#### [WORK TO DO]
From the lines below, keep only those containing the word "fence". Case counts.

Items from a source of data
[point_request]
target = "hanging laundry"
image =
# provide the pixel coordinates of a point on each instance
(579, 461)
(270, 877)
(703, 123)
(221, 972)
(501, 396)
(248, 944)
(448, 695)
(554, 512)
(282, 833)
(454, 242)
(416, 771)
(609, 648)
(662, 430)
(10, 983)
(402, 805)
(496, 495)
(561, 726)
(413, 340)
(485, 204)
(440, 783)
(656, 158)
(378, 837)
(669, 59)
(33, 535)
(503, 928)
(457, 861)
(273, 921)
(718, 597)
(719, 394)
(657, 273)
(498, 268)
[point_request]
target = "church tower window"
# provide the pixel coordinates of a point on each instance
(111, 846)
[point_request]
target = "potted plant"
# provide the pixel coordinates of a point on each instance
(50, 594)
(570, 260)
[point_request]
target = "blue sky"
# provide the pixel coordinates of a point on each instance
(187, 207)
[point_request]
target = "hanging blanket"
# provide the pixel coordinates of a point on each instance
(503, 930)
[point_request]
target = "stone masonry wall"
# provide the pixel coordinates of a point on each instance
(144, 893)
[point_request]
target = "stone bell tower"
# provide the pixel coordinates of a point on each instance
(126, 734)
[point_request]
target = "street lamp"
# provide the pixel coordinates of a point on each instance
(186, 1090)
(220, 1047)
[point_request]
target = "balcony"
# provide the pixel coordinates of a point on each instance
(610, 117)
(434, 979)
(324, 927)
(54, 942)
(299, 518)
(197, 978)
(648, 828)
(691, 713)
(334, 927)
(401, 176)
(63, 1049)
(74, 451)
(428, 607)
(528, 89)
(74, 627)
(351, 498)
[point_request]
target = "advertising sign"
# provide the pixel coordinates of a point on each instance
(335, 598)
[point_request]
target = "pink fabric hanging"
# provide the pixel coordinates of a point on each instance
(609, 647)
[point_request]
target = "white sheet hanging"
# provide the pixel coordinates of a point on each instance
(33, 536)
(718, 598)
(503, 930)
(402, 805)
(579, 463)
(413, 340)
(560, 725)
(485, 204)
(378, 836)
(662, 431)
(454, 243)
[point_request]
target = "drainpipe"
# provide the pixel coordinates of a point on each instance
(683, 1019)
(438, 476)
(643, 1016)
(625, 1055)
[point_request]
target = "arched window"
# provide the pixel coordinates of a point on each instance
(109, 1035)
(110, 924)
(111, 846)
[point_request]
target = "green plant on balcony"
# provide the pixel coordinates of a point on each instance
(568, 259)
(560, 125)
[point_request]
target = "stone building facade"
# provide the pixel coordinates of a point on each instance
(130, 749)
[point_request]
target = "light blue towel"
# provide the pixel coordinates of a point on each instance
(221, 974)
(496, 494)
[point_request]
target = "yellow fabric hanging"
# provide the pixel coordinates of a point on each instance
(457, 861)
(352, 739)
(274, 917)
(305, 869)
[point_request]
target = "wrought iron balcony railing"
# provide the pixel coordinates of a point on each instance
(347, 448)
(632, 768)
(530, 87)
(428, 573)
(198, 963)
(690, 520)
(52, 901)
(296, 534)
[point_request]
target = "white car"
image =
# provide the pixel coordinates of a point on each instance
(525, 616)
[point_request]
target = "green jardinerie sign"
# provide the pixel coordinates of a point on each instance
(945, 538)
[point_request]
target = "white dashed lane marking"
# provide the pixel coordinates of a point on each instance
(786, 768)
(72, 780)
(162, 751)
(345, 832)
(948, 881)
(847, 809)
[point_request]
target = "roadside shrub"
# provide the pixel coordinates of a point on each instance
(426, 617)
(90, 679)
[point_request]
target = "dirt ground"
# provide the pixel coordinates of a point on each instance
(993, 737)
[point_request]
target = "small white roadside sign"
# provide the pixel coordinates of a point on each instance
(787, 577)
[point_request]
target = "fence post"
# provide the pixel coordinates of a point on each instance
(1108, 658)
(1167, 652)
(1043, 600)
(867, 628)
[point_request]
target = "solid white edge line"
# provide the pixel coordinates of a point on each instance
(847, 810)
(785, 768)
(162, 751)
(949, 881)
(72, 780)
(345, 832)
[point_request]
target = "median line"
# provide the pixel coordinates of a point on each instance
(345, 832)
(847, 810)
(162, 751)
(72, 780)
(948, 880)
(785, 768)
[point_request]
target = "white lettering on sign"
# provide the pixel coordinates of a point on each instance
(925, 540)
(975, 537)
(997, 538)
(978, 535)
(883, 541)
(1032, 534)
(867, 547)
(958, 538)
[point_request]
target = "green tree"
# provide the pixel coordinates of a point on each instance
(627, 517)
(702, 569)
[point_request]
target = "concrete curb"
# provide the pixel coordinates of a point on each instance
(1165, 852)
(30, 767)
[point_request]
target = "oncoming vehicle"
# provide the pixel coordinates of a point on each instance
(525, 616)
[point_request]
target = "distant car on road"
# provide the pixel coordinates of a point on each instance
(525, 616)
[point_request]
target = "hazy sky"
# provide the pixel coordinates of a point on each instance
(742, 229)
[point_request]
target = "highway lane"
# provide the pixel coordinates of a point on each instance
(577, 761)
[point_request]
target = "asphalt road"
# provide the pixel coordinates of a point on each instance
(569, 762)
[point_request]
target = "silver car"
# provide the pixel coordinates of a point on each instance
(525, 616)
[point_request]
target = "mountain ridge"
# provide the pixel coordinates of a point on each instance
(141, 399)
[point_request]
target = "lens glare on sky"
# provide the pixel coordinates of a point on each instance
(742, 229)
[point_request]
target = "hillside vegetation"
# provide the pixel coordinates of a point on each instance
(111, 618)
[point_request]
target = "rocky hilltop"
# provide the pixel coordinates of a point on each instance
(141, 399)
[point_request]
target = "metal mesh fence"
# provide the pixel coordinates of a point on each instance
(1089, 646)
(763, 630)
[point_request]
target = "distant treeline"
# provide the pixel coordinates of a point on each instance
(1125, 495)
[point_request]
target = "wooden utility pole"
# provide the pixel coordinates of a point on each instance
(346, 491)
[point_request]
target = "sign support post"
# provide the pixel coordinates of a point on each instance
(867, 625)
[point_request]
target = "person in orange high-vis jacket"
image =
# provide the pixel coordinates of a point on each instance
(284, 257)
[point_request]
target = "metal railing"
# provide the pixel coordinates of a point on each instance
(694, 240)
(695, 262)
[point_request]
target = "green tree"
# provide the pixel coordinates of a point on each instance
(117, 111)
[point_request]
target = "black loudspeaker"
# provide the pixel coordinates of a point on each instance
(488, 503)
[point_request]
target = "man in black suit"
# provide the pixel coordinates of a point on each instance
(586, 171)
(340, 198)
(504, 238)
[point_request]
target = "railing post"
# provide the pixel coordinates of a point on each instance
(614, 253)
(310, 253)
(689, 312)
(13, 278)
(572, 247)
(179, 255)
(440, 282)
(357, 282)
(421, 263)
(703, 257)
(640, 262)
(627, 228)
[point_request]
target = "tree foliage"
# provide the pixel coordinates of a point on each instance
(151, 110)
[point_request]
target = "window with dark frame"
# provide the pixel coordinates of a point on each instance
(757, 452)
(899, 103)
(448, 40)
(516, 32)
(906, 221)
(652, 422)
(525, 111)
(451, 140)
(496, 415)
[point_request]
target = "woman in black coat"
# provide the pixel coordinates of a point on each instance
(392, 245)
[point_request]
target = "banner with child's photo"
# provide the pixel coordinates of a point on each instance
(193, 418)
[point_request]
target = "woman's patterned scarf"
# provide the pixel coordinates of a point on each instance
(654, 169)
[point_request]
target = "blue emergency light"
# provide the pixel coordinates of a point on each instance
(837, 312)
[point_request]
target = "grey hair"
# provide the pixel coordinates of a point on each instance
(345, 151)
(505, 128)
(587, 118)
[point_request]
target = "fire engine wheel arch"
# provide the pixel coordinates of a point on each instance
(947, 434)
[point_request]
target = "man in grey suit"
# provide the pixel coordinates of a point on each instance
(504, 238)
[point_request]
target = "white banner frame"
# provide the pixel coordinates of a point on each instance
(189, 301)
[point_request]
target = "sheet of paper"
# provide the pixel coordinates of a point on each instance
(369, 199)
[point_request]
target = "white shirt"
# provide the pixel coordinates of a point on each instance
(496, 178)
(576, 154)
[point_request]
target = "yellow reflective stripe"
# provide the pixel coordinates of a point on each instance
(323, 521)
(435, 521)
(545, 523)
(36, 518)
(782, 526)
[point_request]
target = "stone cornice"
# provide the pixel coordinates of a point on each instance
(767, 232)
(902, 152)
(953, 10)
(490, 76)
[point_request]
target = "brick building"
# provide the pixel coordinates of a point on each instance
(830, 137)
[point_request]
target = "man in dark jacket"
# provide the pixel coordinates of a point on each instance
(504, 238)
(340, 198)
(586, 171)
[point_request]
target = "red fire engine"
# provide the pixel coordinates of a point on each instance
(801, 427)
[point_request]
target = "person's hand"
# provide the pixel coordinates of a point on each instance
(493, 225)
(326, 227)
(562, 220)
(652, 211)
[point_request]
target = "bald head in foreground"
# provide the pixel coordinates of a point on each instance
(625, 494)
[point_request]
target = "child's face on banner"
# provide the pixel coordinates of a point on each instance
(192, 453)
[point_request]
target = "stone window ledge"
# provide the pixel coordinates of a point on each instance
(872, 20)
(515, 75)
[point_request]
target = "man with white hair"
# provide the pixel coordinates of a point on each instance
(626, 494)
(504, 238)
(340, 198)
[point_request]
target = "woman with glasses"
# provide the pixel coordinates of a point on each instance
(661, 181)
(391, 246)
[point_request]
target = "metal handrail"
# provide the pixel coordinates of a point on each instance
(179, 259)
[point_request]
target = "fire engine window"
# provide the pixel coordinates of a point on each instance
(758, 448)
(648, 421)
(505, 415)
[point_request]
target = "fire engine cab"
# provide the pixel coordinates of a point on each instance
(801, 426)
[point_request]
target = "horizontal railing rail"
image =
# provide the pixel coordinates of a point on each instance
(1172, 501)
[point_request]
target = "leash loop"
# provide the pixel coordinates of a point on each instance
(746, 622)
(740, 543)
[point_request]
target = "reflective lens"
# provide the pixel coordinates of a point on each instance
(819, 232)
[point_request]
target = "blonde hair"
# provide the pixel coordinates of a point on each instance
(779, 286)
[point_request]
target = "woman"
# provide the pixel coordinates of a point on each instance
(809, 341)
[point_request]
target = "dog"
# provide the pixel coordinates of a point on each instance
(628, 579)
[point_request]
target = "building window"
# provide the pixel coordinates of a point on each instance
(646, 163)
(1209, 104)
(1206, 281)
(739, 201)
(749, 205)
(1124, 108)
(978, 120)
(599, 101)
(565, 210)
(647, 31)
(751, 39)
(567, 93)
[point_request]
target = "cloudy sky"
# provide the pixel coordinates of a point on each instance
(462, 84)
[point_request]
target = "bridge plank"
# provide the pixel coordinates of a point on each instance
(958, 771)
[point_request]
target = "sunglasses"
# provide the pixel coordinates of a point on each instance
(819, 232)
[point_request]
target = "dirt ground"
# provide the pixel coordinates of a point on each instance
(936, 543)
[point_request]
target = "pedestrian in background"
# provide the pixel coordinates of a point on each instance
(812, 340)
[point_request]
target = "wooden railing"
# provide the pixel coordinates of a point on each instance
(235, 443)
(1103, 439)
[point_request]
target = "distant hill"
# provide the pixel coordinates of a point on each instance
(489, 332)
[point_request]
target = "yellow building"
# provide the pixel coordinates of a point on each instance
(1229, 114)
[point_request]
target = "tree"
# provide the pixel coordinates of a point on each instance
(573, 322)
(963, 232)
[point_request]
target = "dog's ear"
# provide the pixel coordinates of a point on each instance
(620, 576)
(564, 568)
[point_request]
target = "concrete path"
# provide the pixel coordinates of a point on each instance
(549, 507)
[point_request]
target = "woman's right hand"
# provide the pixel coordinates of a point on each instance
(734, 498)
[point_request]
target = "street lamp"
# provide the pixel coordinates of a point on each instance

#### [EXERCISE OUTPUT]
target = "fence post"
target = "metal mesh fence"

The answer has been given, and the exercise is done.